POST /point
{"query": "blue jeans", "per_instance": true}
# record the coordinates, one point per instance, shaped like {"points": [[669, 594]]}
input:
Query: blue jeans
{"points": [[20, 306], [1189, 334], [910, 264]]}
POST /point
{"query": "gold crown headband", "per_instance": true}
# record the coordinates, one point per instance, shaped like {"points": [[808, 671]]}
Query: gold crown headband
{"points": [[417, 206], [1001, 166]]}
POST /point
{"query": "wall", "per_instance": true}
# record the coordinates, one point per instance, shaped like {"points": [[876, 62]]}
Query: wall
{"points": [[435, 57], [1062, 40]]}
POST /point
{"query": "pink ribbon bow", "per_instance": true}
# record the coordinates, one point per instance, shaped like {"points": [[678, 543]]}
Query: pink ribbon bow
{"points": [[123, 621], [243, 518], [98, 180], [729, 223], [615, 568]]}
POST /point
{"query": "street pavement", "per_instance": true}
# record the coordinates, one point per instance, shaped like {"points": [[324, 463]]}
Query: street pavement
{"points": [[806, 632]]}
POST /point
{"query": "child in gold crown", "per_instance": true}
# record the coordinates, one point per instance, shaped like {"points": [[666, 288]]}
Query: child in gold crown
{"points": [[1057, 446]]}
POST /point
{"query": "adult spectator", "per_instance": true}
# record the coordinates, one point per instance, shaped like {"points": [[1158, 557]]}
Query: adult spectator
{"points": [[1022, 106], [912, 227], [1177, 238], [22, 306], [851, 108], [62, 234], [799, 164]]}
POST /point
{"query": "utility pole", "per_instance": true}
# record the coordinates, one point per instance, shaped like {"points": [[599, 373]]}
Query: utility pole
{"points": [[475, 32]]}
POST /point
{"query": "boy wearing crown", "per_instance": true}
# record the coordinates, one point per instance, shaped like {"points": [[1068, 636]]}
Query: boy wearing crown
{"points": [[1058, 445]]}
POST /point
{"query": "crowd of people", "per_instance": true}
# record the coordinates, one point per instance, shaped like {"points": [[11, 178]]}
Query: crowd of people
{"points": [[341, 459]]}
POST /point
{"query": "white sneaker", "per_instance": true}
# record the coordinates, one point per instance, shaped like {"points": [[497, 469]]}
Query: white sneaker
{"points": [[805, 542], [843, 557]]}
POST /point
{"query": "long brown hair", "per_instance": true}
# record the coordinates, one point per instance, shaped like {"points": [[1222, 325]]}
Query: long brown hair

—————

### Exercise requirements
Count the lines in the listing above that contain the string "wall", with case significant. Reply with the number alone.

### Task response
2